**Brief**
Each entry should be duplicated verbatim; its pictures should not be.

(Records drawn from a dataset)
◆ ◆ ◆ ◆ ◆ ◆ ◆
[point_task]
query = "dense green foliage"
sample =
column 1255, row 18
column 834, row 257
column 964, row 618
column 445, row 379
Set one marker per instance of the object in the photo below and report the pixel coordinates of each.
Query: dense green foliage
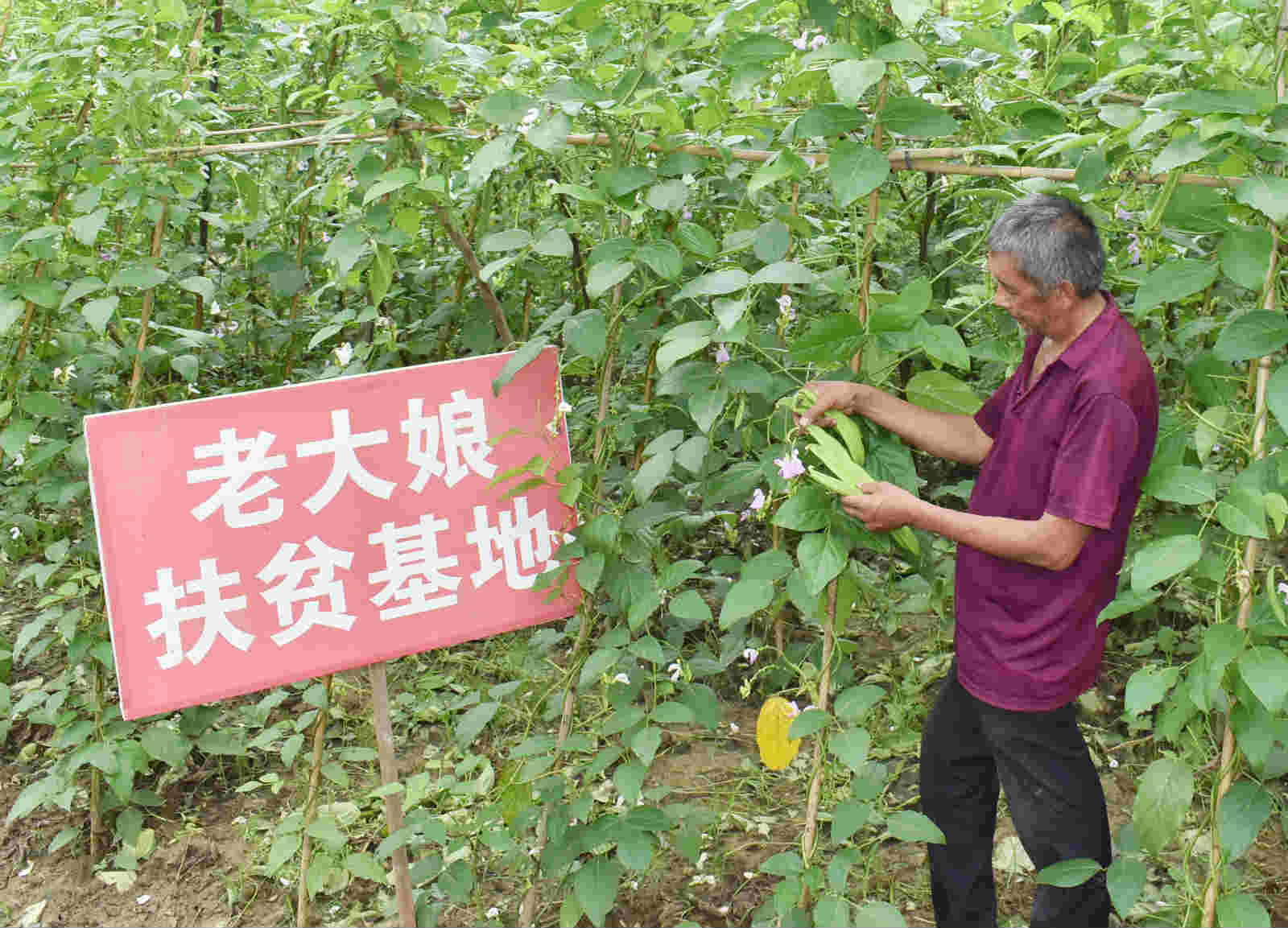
column 692, row 292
◆ ◆ ◆ ◆ ◆ ◆ ◆
**Completed exercise**
[point_task]
query = "dense green foliage"
sample =
column 1255, row 18
column 834, row 257
column 964, row 618
column 445, row 379
Set one marker per instance of the object in the photo below and report the pixel coordinates of each.
Query: dense green foliage
column 692, row 292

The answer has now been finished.